Comparison of 〈ASAbackbone〉 with the Creamer extrema. Blue dots represent the Boltzmann-weighted, ensemble-averaged values of backbone 〈ASA〉 at the transition midpoint for Ac-(Ala)7-Nme peptides. In every case, these values fall within the interval between Creamer's upper (downward-pointing red triangles) and lower (upward-pointing red triangles) bounds (15).

γ-Turns in the Unfolded Population.

At the transition midpoint, the reweighted φ,ψ-map has a significant population in the γ-basin (Fig. 6a), resembling the corresponding basin from the coil library (Fig. 6b). In the coil library, the γ-basin is centered at φ,ψ = −85°, 78°, adjacent to the PII basin, centered at φ,ψ = −65°, 141°. Unlike a three-residue turn of PII helix, which lacks intramolecular hydrogen bonds (39), a residue in γ-conformation (i.e., C7-equatorial) at position i engenders a three-residue, hydrogen-bonded inverse γ-turn: NH (i + 1)⋯O=C (i − 1) (40). The emergence of a pronounced γ-basin in these simulations is insensitive to the particular choice of hydrogen bond energy; any value within a broad range would suffice because a seven-residue peptide can realize a sterically accessible, hydrogen-bonded conformer in only a few conformational classes (e.g., γ-, β-, or α-helical turn), of which the γ-turn pays the smallest price in conformational entropy. The agreement between these simple simulations and data from solved structures in the coil library is consistent with the supposition that the γ-population, observed in experimentally determined structures, is promoted by local hydrogen bonding. If this supposition is correct, blocked polyalanyl heptamers in poor solvent will populate γ-turns in detectable measure.

==========

* PROBLEMS AND TASKS:
A: Reproduce the part of the γ-turn excerpt that opens with the words containing "Comparison of 〈ASAbackbone〉" and closes with "the Unfolded Population.".
B: According to the γ-turn excerpt, at what φ,ψ values is the γ-basin centered in the coil library?

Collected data
==========

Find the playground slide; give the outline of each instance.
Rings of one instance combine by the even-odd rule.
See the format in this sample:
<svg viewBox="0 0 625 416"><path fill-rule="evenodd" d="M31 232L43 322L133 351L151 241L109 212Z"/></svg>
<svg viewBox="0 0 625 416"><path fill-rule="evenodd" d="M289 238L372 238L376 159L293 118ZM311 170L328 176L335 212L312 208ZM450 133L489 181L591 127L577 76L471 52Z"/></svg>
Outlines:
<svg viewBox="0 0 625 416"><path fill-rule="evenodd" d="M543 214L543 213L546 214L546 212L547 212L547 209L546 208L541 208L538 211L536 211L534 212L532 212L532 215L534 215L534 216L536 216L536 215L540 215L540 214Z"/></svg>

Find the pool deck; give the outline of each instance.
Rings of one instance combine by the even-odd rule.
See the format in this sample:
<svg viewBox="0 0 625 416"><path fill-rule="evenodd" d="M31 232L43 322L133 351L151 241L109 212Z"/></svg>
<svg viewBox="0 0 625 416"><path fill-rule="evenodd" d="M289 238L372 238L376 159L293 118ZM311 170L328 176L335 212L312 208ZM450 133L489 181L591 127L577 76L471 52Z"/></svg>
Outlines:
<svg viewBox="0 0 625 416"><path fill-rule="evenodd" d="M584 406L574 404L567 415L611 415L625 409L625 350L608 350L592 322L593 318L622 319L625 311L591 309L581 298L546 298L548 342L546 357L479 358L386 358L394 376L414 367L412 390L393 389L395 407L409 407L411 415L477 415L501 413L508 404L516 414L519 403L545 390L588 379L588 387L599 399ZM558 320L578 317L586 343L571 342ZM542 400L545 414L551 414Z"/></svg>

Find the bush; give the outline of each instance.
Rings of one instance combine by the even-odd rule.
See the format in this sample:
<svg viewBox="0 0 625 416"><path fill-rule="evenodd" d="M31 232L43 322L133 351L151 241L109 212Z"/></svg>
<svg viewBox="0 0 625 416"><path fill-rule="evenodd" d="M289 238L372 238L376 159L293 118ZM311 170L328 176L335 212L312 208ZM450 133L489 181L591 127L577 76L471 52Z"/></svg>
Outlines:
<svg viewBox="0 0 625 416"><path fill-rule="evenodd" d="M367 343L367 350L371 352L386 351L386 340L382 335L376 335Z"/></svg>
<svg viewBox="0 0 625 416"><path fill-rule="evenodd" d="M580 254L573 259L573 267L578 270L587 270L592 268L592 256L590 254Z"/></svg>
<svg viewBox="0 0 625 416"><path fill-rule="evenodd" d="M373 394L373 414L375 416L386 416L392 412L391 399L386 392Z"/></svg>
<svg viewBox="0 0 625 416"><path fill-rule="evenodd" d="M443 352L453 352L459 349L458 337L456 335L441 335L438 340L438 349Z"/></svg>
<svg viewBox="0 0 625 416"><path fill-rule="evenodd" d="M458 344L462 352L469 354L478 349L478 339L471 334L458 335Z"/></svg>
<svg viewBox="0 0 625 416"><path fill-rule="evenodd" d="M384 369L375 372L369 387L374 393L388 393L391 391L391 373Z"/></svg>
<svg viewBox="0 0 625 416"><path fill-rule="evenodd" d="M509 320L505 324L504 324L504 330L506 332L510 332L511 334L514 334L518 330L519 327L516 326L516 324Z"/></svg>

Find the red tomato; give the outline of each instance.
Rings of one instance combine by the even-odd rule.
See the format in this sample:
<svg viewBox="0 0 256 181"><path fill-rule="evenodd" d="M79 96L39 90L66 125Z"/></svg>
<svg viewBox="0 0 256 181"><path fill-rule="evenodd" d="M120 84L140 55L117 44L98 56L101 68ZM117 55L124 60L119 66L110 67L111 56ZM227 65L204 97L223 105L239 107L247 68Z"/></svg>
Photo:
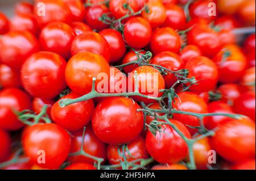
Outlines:
<svg viewBox="0 0 256 181"><path fill-rule="evenodd" d="M71 57L71 48L75 32L68 24L62 22L51 23L41 32L39 43L43 50L59 54L67 60Z"/></svg>
<svg viewBox="0 0 256 181"><path fill-rule="evenodd" d="M150 41L152 29L147 20L135 17L125 24L123 36L126 44L133 48L145 47Z"/></svg>
<svg viewBox="0 0 256 181"><path fill-rule="evenodd" d="M59 169L67 159L71 138L62 127L52 123L41 123L26 127L22 142L24 152L31 163L53 169ZM45 163L38 162L40 155L45 156Z"/></svg>
<svg viewBox="0 0 256 181"><path fill-rule="evenodd" d="M74 39L71 47L71 53L73 56L81 52L92 52L103 56L109 62L109 44L102 36L93 31L87 31Z"/></svg>
<svg viewBox="0 0 256 181"><path fill-rule="evenodd" d="M180 37L172 28L161 28L153 33L150 47L154 54L164 51L177 53L181 47Z"/></svg>
<svg viewBox="0 0 256 181"><path fill-rule="evenodd" d="M250 119L228 121L218 127L211 144L217 153L228 161L240 162L254 158L255 129L255 123Z"/></svg>
<svg viewBox="0 0 256 181"><path fill-rule="evenodd" d="M188 138L189 132L181 123L170 120ZM146 138L146 147L148 153L160 163L174 163L185 158L188 154L188 146L181 137L170 125L159 126L161 132L156 131L154 136L148 132Z"/></svg>
<svg viewBox="0 0 256 181"><path fill-rule="evenodd" d="M109 77L109 64L102 56L90 52L78 53L67 65L67 83L77 94L88 94L92 90L92 78L97 78L100 73ZM96 80L96 87L100 81Z"/></svg>
<svg viewBox="0 0 256 181"><path fill-rule="evenodd" d="M21 85L19 73L9 66L0 64L0 85L3 88L19 87Z"/></svg>
<svg viewBox="0 0 256 181"><path fill-rule="evenodd" d="M71 149L70 153L79 151L82 146L83 130L76 131L72 133ZM90 125L86 127L84 140L84 150L91 155L102 158L104 162L106 160L106 145L101 142L95 135ZM87 163L93 164L95 161L83 155L72 156L68 160L72 163Z"/></svg>
<svg viewBox="0 0 256 181"><path fill-rule="evenodd" d="M185 69L189 71L188 78L195 77L197 82L189 89L195 92L203 92L213 90L218 79L218 68L207 57L199 56L188 61Z"/></svg>
<svg viewBox="0 0 256 181"><path fill-rule="evenodd" d="M0 92L0 128L15 131L24 125L14 113L31 108L28 95L18 89L6 89Z"/></svg>
<svg viewBox="0 0 256 181"><path fill-rule="evenodd" d="M126 47L122 34L114 29L105 29L100 32L110 47L110 59L109 62L113 63L119 60L125 54Z"/></svg>
<svg viewBox="0 0 256 181"><path fill-rule="evenodd" d="M152 59L151 63L160 65L172 71L179 70L184 68L184 62L180 56L171 52L162 52L156 54ZM170 89L177 81L176 77L170 73L163 75L163 77L167 89Z"/></svg>
<svg viewBox="0 0 256 181"><path fill-rule="evenodd" d="M36 39L28 31L10 32L1 37L0 44L0 60L18 70L29 56L39 50Z"/></svg>
<svg viewBox="0 0 256 181"><path fill-rule="evenodd" d="M122 144L134 140L143 127L143 113L137 111L139 108L127 98L116 97L100 102L92 119L95 134L108 144Z"/></svg>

==========

* RESULTS FOR EACH TASK:
A:
Comparison of 〈ASAbackbone〉 with the Creamer extrema. Blue dots represent the Boltzmann-weighted, ensemble-averaged values of backbone 〈ASA〉 at the transition midpoint for Ac-(Ala)7-Nme peptides. In every case, these values fall within the interval between Creamer's upper (downward-pointing red triangles) and lower (upward-pointing red triangles) bounds (15).

γ-Turns in the Unfolded Population.

B: φ,ψ = −85°, 78°